WHAT YOU HAVE TO DO: Can you reproduce the rows below word for word, beginning at the line that contains "One point for each instance of the dog's head, each" and continuing through the last line of the rows?

DATASET EXTRACT:

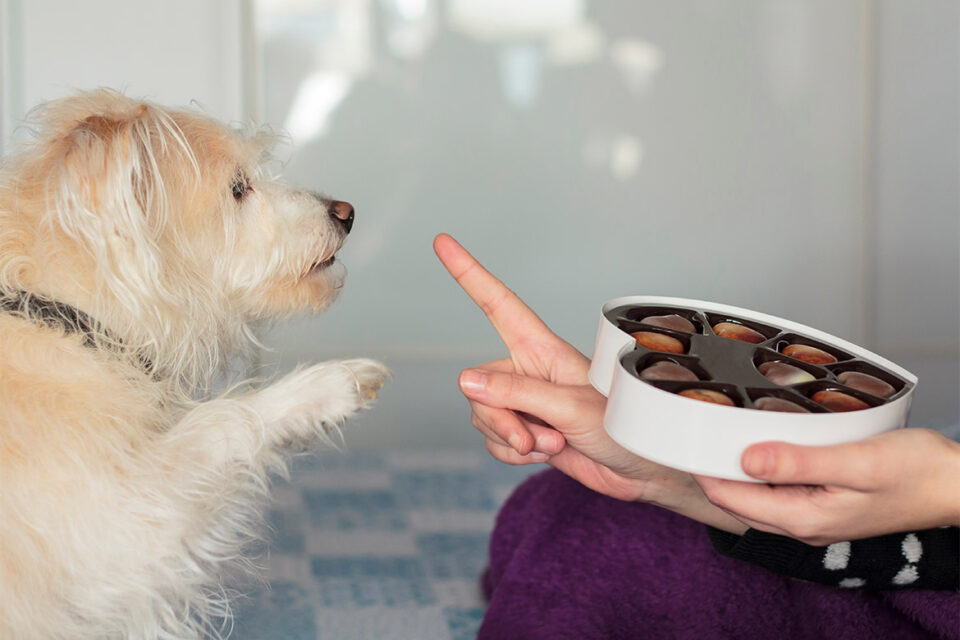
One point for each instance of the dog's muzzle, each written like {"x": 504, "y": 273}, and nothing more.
{"x": 343, "y": 212}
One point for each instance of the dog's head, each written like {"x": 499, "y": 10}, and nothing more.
{"x": 151, "y": 219}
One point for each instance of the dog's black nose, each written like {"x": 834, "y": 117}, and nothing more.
{"x": 342, "y": 211}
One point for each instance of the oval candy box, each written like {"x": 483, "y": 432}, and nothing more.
{"x": 746, "y": 377}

RESPONSE:
One point for each instance of the dog's head, each written like {"x": 499, "y": 10}, and nothing more.
{"x": 151, "y": 219}
One point for each instance of the dog's black nose, each written like {"x": 834, "y": 117}, and nothing more.
{"x": 342, "y": 211}
One point for each instance of the oval candy box, each written like {"x": 483, "y": 432}, and nothing more.
{"x": 746, "y": 377}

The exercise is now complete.